PROBLEM TO WORK ON: Reproduce every row below verbatim, in the order given.

A data block:
>> Begin
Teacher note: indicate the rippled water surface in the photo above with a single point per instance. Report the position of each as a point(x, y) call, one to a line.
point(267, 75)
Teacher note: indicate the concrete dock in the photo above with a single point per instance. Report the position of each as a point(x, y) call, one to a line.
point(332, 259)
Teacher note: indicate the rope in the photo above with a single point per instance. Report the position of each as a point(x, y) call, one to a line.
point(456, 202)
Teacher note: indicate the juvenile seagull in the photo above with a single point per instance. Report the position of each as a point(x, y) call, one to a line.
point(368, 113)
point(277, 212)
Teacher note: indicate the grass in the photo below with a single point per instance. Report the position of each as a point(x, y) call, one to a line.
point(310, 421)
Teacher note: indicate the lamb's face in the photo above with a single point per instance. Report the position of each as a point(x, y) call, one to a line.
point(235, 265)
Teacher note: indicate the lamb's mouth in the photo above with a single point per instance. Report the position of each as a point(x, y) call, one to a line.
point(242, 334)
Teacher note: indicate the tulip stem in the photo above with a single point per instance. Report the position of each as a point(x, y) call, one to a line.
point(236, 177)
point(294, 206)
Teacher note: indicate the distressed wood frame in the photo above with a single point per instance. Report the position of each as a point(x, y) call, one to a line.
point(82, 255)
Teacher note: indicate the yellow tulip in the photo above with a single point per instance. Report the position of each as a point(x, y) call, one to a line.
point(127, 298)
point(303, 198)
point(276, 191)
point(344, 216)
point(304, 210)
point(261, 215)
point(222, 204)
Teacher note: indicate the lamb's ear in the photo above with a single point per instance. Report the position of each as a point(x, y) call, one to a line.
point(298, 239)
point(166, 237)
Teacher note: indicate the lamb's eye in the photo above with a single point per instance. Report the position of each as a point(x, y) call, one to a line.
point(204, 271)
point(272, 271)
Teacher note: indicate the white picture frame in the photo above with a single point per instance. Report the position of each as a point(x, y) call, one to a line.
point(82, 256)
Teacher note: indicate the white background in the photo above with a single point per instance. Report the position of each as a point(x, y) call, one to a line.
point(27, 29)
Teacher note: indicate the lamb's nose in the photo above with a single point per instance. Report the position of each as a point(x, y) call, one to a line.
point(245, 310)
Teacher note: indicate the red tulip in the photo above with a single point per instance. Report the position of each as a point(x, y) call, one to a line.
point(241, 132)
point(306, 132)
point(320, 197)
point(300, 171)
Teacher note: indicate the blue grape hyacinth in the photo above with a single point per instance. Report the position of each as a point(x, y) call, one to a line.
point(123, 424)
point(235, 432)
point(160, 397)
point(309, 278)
>> End
REPLY:
Teacher note: indicate the rippled water surface in the photo above with a single point per instance. Report the position of each as a point(x, y) call, one to a line.
point(267, 75)
Teacher note: indicate the concrete dock in the photo above with a single point per instance. Report the position of each as a point(x, y) call, one to a line.
point(332, 259)
Teacher note: indicate the rope in the photo above with a single point per instance. Report the position of each as a point(x, y) call, one to a line.
point(456, 202)
Teacher note: indicate the juvenile seagull in the photo above with a single point per instance. Report the position of each as a point(x, y) call, one to a line.
point(368, 113)
point(277, 212)
Teacher note: indicate the grass in the photo below with a single point per instance. Report the position of each as a point(x, y) call, one to a line.
point(310, 421)
Teacher note: indicate the lamb's face in the photo above with a single point per instance. Report the position of each as a point(x, y) call, one to a line.
point(235, 265)
Teacher note: indicate the lamb's mouth in the photo above with a single point per instance. Report the position of each as a point(x, y) call, one to a line.
point(242, 334)
Teacher note: indicate the tulip stem in the photo above with a single point per instance. Report the position of each as a point(x, y) call, one to a line.
point(236, 177)
point(294, 206)
Teacher note: indicate the distressed wood frame in the photo above with a single point per instance. Report the position of each as a point(x, y) call, one to a line.
point(82, 255)
Teacher note: indicate the yellow tulip in the photo above with a single point per instance. Report the position of each as a point(x, y) call, one to a line.
point(127, 298)
point(303, 198)
point(276, 191)
point(344, 216)
point(304, 210)
point(261, 215)
point(222, 204)
Teacher note: indicate the lamb's ear in the photo above with a single point per instance. Report the position of each as a point(x, y) call, one to a line.
point(298, 239)
point(166, 237)
Teacher note: indicate the lamb's eye in the photo above with a single point per instance. Report the position of each as a point(x, y) call, one to a line.
point(204, 271)
point(272, 271)
Teacher note: indicate the white picture frame in the photo above with a single point per instance. Report the position of each as a point(x, y) call, one to a line.
point(82, 256)
Teacher note: indicate the white background in the photo above with a single point per instance. Report the position of each as a point(x, y) call, one to a line.
point(27, 29)
Teacher note: indicate the lamb's nose in the photo above with a single point per instance. Report the position of each as a point(x, y) call, one to a line.
point(245, 310)
Teacher note: indicate the red tulip in the photo above with a single point per instance. Report the position of each as a point(x, y) call, one to a line.
point(241, 132)
point(306, 132)
point(320, 197)
point(300, 171)
Teacher note: indicate the blue grape hyacinth in the photo above with a single point per instance. Report the position of each as a point(x, y) call, one to a line.
point(123, 424)
point(235, 432)
point(160, 397)
point(309, 278)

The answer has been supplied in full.